• PAGE EXTRACT:
--

White House chief of staff Reince Priebus. Photo By Kevin Lamarque/Reuters

WASHINGTON — White House chief of staff Reince Priebus asked top FBI officials to dispute media reports that President Donald Trump’s campaign advisers were frequently in touch with Russian intelligence agents during the election, according to three White House officials. Democrats accused Priebus of interfering in a pending investigation.

The officials said that Priebus’ Feb. 15 request to FBI Director James Comey and deputy director Andrew McCabe came as the White House sought to discredit a New York Times report about contacts between Russian intelligence officials and members of Trump’s 2016 campaign team.

As of Thursday, the FBI had not commented publicly on the veracity of the report and there was no indication it planned to, despite the White House’s request.

White House officials said it was the FBI that first raised concerns about the reporting, but told Priebus the bureau could not weigh in publicly on the matter. The officials said McCabe and Comey instead gave Priebus the go-ahead to discredit the story publicly, something the FBI had not confirmed as of Friday morning.

--

• DATA SHOWN:
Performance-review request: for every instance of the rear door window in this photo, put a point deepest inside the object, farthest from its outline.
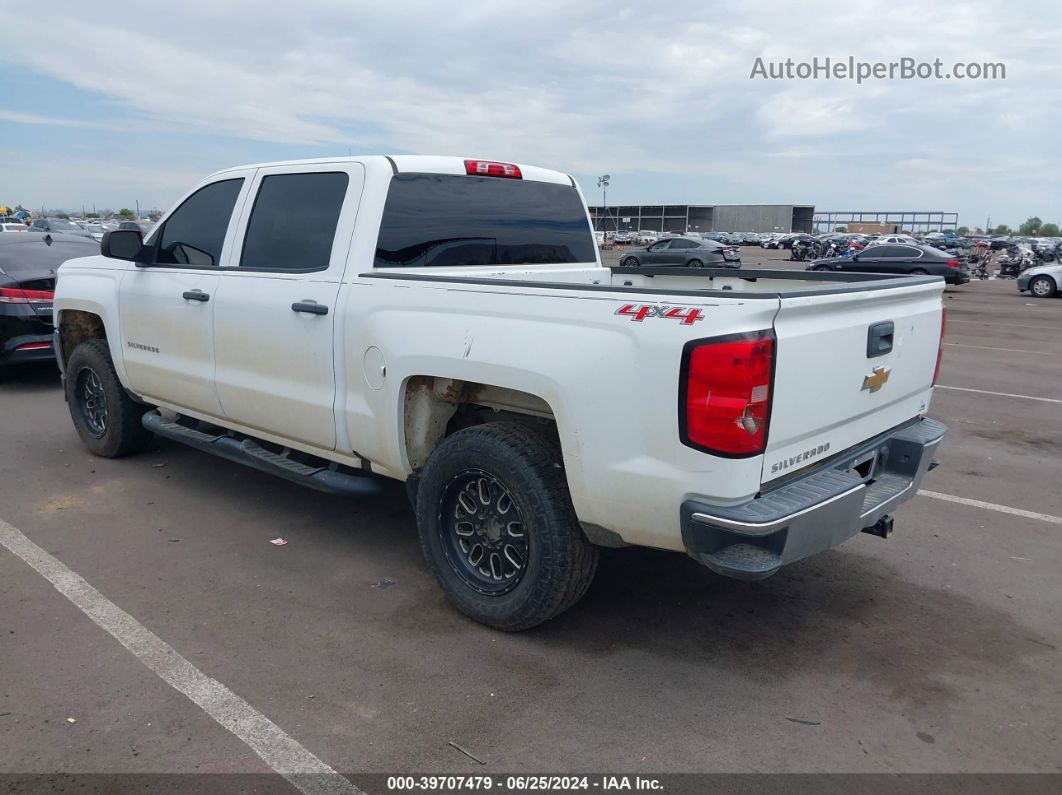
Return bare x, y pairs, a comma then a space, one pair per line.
292, 225
441, 220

--

• EXERCISE DETAILS:
Quote the entire news excerpt about Reince Priebus and the FBI word for word. Nothing in the listing is needed here.

• TASK ANSWER:
White House chief of staff Reince Priebus. Photo By Kevin Lamarque/Reuters

WASHINGTON — White House chief of staff Reince Priebus asked top FBI officials to dispute media reports that President Donald Trump’s campaign advisers were frequently in touch with Russian intelligence agents during the election, according to three White House officials. Democrats accused Priebus of interfering in a pending investigation.

The officials said that Priebus’ Feb. 15 request to FBI Director James Comey and deputy director Andrew McCabe came as the White House sought to discredit a New York Times report about contacts between Russian intelligence officials and members of Trump’s 2016 campaign team.

As of Thursday, the FBI had not commented publicly on the veracity of the report and there was no indication it planned to, despite the White House’s request.

White House officials said it was the FBI that first raised concerns about the reporting, but told Priebus the bureau could not weigh in publicly on the matter. The officials said McCabe and Comey instead gave Priebus the go-ahead to discredit the story publicly, something the FBI had not confirmed as of Friday morning.